> PROBLEM DESCRIPTION
Set down each line of the data exactly, but not the pictures.

Image point grounding data
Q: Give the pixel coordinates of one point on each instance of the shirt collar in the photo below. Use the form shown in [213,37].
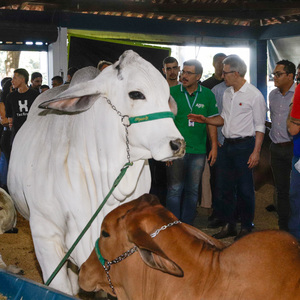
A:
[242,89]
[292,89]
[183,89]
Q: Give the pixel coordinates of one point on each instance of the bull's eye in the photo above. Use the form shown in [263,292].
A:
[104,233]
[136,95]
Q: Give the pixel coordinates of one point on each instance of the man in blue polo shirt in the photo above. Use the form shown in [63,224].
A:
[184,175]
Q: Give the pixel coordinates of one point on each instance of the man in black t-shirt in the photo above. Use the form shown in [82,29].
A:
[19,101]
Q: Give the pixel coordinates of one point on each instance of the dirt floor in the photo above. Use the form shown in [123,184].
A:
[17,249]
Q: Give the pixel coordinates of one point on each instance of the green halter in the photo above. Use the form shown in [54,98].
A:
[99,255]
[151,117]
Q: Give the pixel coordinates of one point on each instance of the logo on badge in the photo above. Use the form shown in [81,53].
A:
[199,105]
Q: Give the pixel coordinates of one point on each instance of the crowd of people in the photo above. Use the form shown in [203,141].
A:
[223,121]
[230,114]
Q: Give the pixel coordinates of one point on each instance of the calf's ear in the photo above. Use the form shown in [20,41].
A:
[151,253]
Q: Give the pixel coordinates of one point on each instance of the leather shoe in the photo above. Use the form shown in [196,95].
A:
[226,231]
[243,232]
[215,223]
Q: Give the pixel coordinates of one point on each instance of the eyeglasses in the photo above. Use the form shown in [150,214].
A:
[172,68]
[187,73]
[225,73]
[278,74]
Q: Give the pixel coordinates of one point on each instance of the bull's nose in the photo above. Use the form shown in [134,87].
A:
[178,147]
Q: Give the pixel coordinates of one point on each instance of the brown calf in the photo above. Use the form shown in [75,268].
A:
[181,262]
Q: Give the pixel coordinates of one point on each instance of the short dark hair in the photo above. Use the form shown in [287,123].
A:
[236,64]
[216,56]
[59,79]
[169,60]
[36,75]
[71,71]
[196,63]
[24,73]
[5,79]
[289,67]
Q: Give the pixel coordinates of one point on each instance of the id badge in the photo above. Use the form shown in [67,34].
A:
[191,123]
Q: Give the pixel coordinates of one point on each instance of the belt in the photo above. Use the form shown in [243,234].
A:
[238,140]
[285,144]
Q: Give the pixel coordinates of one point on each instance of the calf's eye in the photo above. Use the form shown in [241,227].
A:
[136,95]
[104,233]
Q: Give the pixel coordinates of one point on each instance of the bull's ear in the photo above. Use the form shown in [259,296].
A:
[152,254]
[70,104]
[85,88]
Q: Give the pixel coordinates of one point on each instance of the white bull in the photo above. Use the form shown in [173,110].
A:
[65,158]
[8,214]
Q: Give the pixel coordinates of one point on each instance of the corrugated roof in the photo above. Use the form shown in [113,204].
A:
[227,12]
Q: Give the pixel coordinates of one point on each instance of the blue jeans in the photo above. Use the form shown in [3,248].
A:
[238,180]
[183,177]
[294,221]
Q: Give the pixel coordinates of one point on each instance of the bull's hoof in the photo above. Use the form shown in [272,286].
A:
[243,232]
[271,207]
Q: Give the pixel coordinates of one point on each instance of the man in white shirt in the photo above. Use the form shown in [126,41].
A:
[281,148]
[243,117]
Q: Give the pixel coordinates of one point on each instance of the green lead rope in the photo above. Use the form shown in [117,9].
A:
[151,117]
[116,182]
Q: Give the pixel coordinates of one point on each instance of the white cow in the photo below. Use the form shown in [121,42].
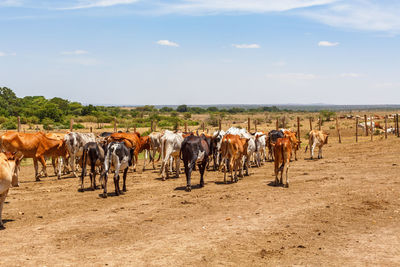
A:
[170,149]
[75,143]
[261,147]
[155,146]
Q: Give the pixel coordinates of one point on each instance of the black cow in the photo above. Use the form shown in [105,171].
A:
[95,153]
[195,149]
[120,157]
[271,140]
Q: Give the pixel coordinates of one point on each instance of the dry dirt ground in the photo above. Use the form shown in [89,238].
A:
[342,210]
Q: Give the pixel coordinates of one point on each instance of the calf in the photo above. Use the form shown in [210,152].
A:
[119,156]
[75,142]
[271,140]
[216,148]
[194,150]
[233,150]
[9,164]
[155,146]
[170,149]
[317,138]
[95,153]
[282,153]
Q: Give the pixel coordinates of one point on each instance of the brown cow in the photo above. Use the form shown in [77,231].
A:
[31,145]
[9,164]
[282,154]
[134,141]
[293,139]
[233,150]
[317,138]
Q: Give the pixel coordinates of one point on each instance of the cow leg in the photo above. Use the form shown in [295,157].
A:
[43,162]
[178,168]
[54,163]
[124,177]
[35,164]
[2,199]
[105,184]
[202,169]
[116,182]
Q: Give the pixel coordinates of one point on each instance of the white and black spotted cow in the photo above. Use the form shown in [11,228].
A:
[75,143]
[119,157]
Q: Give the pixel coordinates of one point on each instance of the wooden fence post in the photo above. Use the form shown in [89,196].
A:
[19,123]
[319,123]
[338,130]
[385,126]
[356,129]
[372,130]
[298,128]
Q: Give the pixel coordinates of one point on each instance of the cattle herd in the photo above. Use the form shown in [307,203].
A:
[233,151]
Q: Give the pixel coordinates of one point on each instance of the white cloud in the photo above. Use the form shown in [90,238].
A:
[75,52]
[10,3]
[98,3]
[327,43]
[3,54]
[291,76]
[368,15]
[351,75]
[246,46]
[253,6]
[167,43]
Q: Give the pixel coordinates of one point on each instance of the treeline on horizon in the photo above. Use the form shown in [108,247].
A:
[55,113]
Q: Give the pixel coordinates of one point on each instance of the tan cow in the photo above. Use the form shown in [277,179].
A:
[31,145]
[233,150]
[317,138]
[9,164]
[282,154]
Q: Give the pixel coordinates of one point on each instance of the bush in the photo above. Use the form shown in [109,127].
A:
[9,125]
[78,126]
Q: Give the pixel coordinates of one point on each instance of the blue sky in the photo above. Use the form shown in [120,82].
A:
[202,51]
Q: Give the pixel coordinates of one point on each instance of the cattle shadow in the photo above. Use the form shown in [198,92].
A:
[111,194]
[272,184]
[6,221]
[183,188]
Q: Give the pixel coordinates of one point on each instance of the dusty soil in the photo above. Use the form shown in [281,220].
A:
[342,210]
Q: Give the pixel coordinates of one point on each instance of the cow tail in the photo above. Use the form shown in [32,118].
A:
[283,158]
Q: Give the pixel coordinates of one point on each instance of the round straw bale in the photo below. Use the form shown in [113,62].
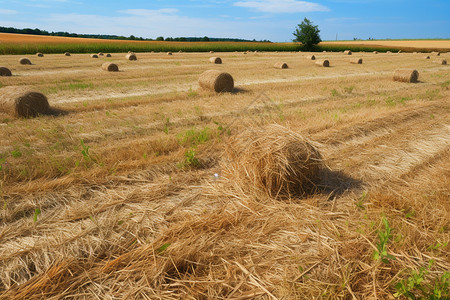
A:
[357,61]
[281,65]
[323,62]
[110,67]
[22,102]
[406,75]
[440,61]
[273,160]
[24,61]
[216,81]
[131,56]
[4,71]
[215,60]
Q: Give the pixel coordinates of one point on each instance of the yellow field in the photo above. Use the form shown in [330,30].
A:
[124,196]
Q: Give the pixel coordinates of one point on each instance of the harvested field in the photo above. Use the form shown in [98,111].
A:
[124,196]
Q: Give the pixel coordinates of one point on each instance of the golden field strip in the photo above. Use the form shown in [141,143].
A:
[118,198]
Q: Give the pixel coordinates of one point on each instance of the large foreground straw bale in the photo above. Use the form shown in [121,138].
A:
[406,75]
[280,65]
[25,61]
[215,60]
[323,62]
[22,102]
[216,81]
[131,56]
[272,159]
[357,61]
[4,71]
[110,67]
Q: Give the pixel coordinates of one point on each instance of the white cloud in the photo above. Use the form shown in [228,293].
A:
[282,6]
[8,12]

> SOLUTION TO THIS EXERCISE
Q: Give the pixel coordinates of one point on each instance of the shirt collar in the photo below. Use the form shown in [213,37].
A:
[242,89]
[292,89]
[183,89]
Q: Give the pixel coordinates of one point on each instance of the bull's eye in the photo above. Use the form shown in [263,292].
A:
[104,233]
[136,95]
Q: Give the pixel coordinates of one point on each instance of the man in blue polo shirt in the photo above. Use the form shown in [63,224].
A:
[184,175]
Q: Give the pixel coordinates of one point on each instance of the man in black t-shirt in the photo above. Use the form shown in [82,29].
A:
[19,101]
Q: Give the pixel coordinates of one point on each instance of the dirt floor in the photo above. Use the form shown in [123,184].
A:
[17,249]
Q: Give the pixel coordinates of one point on each instance of the green halter in the photo above. Use the form shown in [54,98].
A:
[99,255]
[151,117]
Q: Give the pixel coordinates of one point on each instance of the logo on badge in the photo above. Use the form shown in [81,53].
A:
[199,105]
Q: Give the pixel coordinates of one point on each instance of the crowd of people in the photo above. Use the form shown in [203,141].
A:
[223,121]
[230,114]
Q: Give the pixel coordinates of one point on each instance of the calf's ear in the photo above. Use the form shown in [20,41].
A:
[151,253]
Q: Give the pixel coordinates of one point on each instance of the leather shoe in the photo above. Use the form shown in [196,95].
A:
[226,231]
[243,232]
[215,223]
Q: Give the pixel coordinates of one point on each instance of the eyeglasses in the photo above. Use the form shown in [150,214].
A:
[172,68]
[187,73]
[225,73]
[278,74]
Q: Give the pixel coordinates of one point on each instance of the bull's nose in the photo above. Use the form shown in [134,87].
A:
[178,147]
Q: Give the pixel coordinates of one point on each instance of the brown calf in the photo above. Use the form shown in [75,268].
A:
[181,262]
Q: Give the pixel coordinates of one point on each instance of the short dark hair in the photo above. Use the form shown in [287,123].
A:
[236,64]
[216,56]
[59,79]
[169,60]
[36,75]
[71,71]
[196,63]
[24,73]
[5,79]
[289,67]
Q: Give the pixel coordinates of one point on each instance of the id badge in the photo above. Use the form shown in [67,34].
A:
[191,123]
Q: Give the pixel coordinates of one point on each instance of the belt in the photo above. Use the form shown in [243,234].
A:
[238,140]
[285,144]
Q: Give the pixel coordinates of one point on each instance of the calf's eye in the photo above. Use the form shown in [241,227].
A:
[136,95]
[104,233]
Q: Give the pixel coordinates of one point on each instance of the bull's ear in the photo above. Use the form shown in [259,296].
A:
[152,254]
[70,104]
[85,88]
Q: Give the pixel coordinates of one point on each instance of the white bull in the photo above. Use the form shown in [173,110].
A:
[65,158]
[8,214]
Q: Give the pixel coordinates of one point on each instance of the corrugated roof in the photo above. Use the form shown in [113,204].
A:
[227,12]
Q: Give the pixel coordinates of one point on each instance of the blue jeans in the photo above. Use the form shown in [3,248].
A:
[238,180]
[183,177]
[294,221]
Q: Give the pixel coordinates of one point on each instance of the bull's hoof in the photo above. Use the form shown in [272,286].
A:
[243,232]
[271,207]
Q: Give the pixel coordinates of one point on each instance of the man in white shirt in the photo above. Use the form shown in [126,41].
A:
[281,148]
[243,117]
Q: Give the pixel coordinates of one point on each instance of the green lead rope in the photo above. Use the form shown in [117,9].
A:
[151,117]
[116,182]
Q: Give the pixel coordinates of one point on each instance of the white cow in the photo below. Use the form shown in [121,42].
A:
[170,149]
[75,143]
[261,147]
[155,146]
Q: Give the pixel coordinates of one point on each instance of the black cow in the photo above. Use the form shown in [105,171].
A:
[95,153]
[195,149]
[120,157]
[271,140]
Q: Give the pixel coordinates of one point on each instance of the dry dirt ground in the photo above. Use the form shown in [89,238].
A:
[342,210]
Q: Give the pixel coordinates of one point on each instance of the calf in the photo above. Use the form shown in [210,152].
A:
[119,156]
[75,142]
[271,140]
[216,148]
[194,150]
[233,150]
[9,164]
[155,146]
[170,149]
[317,138]
[95,153]
[282,153]
Q: Give the pixel coordinates of one point on each instance of the brown cow in the photo above. Use the form shown in [77,231].
A:
[31,145]
[9,164]
[282,154]
[134,141]
[293,139]
[233,150]
[317,138]
Q: Give the pixel coordinates of one point on each instance of the cow leg in the photo above. Use the form shown in [295,157].
A:
[43,162]
[178,168]
[54,163]
[124,177]
[35,164]
[2,199]
[105,184]
[202,169]
[116,182]
Q: Give the pixel coordinates of one point on each instance of the white and black spotted cow in the photo above. Use the form shown in [11,228].
A:
[75,143]
[119,157]
Q: Give the pixel coordinates of one point on each instance of the wooden fence post in the photo above. Use the form shown in [89,196].
A:
[19,123]
[319,123]
[338,130]
[385,126]
[356,129]
[372,130]
[298,128]
Q: Give the pixel coordinates of one point on each instance of the cattle herd in the photo above. Use the form shown in [307,203].
A:
[233,151]
Q: Give the pixel coordinates of one point on each instance of the white cloud in the photo above. Use the form shown in [90,238].
A:
[75,52]
[10,3]
[98,3]
[327,43]
[3,54]
[291,76]
[368,15]
[351,75]
[246,46]
[253,6]
[167,43]
Q: Give the pixel coordinates of one point on each instance of the treeline on horizon in the photo above. Use the form shown in [108,247].
A:
[55,113]
Q: Give the pixel coordinates of one point on each instance of the tan cow in the photo above. Use the form shown in [277,179].
A:
[31,145]
[233,150]
[317,138]
[9,164]
[282,154]
Q: Give the pixel coordinates of one point on each instance of the bush in the photo above. Use the form shown in [109,127].
A:
[9,125]
[78,126]
Q: Give the pixel coordinates of one point on each instance of the blue sky in the photo above. Use the form shown in [120,82].
A:
[202,51]
Q: Give the pixel coordinates of one point on each instance of the cattle shadow in the photo above. Use the form shown in [198,92].
A:
[111,194]
[272,184]
[6,221]
[183,188]
Q: Give the pixel coordinates of one point on each instance of the dusty soil in the photo above. Use the form shown in [281,220].
A:
[342,210]
Q: Give the pixel coordinates of one point on each instance of the cow tail in the photo above. Use the form shown in [32,118].
A:
[283,158]
Q: Give the pixel coordinates of one point on each instance of the round straw bale in the photo below. Use the form shown in [113,62].
A:
[357,61]
[281,65]
[323,62]
[110,67]
[22,102]
[406,75]
[440,61]
[273,160]
[24,61]
[216,81]
[131,56]
[4,71]
[215,60]
Q: Give the pixel coordinates of one point on each instance of the yellow field in the photo above. Use the form shown in [330,30].
A:
[124,196]
Q: Give the pixel coordinates of one point on each instance of the harvested field in the photo above. Use the form shown in [98,111].
A:
[124,196]
Q: Give the pixel coordinates of one point on each instance of the golden field strip in the photo above. Use the form shown in [141,143].
A:
[118,198]
Q: Give the pixel coordinates of one point on each instance of the large foreground straw bale in the photo above. Use the form shown in [121,138].
A:
[406,75]
[280,65]
[25,61]
[215,60]
[323,62]
[22,102]
[216,81]
[131,56]
[272,159]
[357,61]
[4,71]
[110,67]
Q: Give the pixel coordinates of one point on each instance of the white cloud in the photo above. Use the form shown in [228,293].
A:
[282,6]
[8,12]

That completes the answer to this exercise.